Text section:
•••••

The European Grand Prix for Choral Singing (in French, Grand Prix Européen de Chant Choral, commonly abbreviated as European Choral Grand Prix or GPE) is an annual choral competition between the winners of six European choral competitions. It was inaugurated in 1989.

Despite its name, the GPE is not limited to European choirs; this is because choirs from any country can join the choral competitions in any of the GPE's member-cities. , one choir from Japan, one choir from Argentina, two choirs from Indonesia, and two choirs from the United States have won the GPE, while two choirs from the Philippines and United States have won the GPE twice. In addition, the contest is not limited to adult choirs; three of the grand prize-winning choirs are children's choirs.

As of 2022, four choirs had won the EGP twice: the University of the Philippines Madrigal Singers (1997 and 2007), APZ Tone Tomšič (2002 and 2008), University of Utah Chamber Choir (renamed from the University of Utah Singers) (2006 and 2015), and Vesna Children's Choir (2000 and 2017).

In the summer of 2019, Youth choir "Kamēr..." became the 1st and currently the only choir having won the EGP three times (2004, 2013, and 2019).

As of 2022, two conductors have won the EGP twice: Stojan Kuret (2002 and 2010) and Avip Priatna (2018 and 2022).

Organizing committee and member cities
The GPE is organized by the organizing committees of the following choral competitions, from which the GPE contenders are selected:

 Concorso Polifónico Guido d'Arezzo (International Guido d'Arezzo Polyphonic Contest) - Arezzo, Province of Arezzo, Italy
 Béla Bartók International Choir Competition - Debrecen, Hajdú-Bihar county, Hungary
 International Choral Competition Gallus Maribor - Maribor, Slovenia
 Certamen Coral de Tolosa (Tolosa Choral Competition) - Tolosa, Basque Country, Spain
 Florilège Vocal de Tours (Tours Vocal Competition) - Tours, Indre-et-Loire, France
 International May Choir Competition «Prof. G. Dimitrov» - Varna, Varna Province, Bulgaria

Each individual contest is usually referred to by the name of its host city instead of the competition's official title. The grand prize winners of each contest are automatically eligible to compete at the GPE.

•••••

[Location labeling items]
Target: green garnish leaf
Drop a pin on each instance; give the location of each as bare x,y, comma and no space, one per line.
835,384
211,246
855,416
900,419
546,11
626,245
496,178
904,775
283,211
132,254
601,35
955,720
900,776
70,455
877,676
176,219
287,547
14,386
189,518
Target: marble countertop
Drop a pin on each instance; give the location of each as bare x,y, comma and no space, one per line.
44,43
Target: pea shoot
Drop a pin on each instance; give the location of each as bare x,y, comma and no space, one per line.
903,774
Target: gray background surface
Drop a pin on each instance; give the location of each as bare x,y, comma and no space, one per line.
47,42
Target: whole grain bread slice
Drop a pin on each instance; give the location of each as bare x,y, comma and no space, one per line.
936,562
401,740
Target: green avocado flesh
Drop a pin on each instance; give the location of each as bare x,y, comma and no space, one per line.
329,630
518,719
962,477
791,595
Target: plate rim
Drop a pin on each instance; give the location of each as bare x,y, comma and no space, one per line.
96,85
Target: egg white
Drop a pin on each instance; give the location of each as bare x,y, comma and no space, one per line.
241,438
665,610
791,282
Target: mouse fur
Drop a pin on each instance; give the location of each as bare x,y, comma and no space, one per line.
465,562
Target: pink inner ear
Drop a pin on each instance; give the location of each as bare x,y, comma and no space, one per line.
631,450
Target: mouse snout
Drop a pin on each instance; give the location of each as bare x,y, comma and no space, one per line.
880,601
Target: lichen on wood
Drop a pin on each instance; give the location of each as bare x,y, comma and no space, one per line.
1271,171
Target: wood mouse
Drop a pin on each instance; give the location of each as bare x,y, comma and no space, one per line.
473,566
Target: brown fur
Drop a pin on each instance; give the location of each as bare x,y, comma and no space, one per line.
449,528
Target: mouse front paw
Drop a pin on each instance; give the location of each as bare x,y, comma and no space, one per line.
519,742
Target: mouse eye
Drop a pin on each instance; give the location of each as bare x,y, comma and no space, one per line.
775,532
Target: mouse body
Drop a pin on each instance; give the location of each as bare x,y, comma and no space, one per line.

•••••

Exercise aim:
Copy out word for word the passage of the choral competition text above that opens with the words containing "Despite its name, the" and closes with "are children's choirs.".

Output for this task:
Despite its name, the GPE is not limited to European choirs; this is because choirs from any country can join the choral competitions in any of the GPE's member-cities. , one choir from Japan, one choir from Argentina, two choirs from Indonesia, and two choirs from the United States have won the GPE, while two choirs from the Philippines and United States have won the GPE twice. In addition, the contest is not limited to adult choirs; three of the grand prize-winning choirs are children's choirs.